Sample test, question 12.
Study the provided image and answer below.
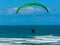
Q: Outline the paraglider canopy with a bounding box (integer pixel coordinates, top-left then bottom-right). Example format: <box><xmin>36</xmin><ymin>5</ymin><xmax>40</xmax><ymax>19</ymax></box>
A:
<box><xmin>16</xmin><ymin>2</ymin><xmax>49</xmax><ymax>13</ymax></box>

------------------------------------------------------------

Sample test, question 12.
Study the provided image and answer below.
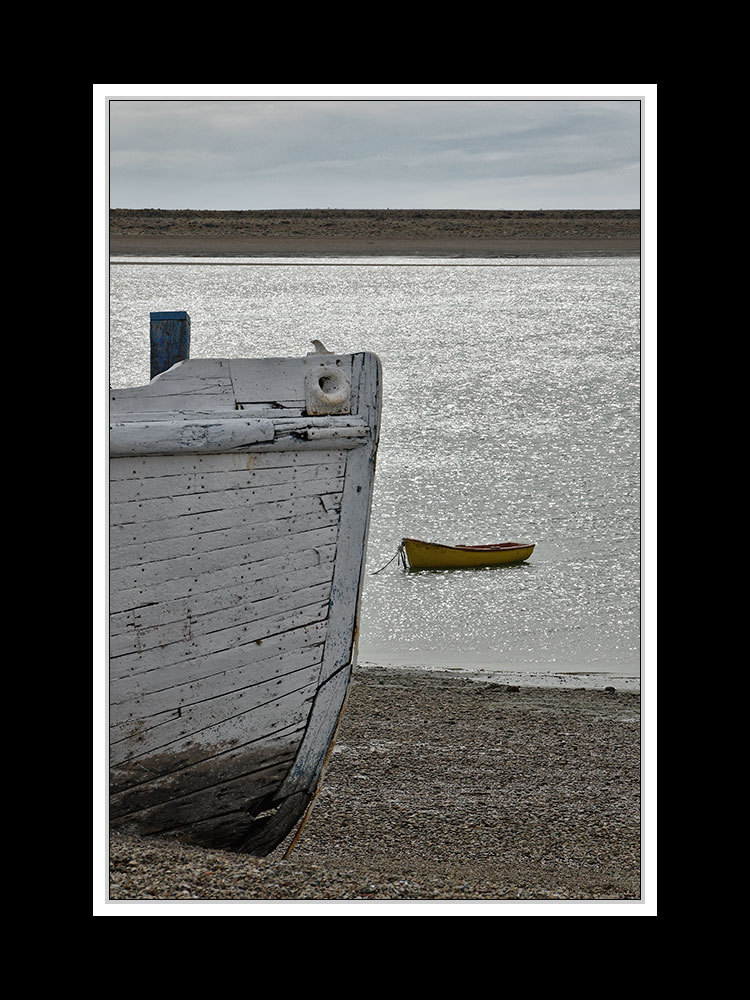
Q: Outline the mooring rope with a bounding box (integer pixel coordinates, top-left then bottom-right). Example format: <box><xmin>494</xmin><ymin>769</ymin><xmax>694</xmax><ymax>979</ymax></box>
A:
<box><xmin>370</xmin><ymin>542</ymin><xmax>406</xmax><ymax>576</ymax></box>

------------------------------------------------------------

* Problem description *
Copy every line of the records above that contains the string "bounding". Case counts.

* Reply to the task *
Q: Outline the paraglider canopy with a bounding box (integer pixel coordinates, top-left then bottom-right). Example format: <box><xmin>36</xmin><ymin>5</ymin><xmax>40</xmax><ymax>19</ymax></box>
Q: Outline the mooring rope with a bounding box (integer pixel coordinates, top-left then bottom-right). Example format: <box><xmin>494</xmin><ymin>769</ymin><xmax>694</xmax><ymax>979</ymax></box>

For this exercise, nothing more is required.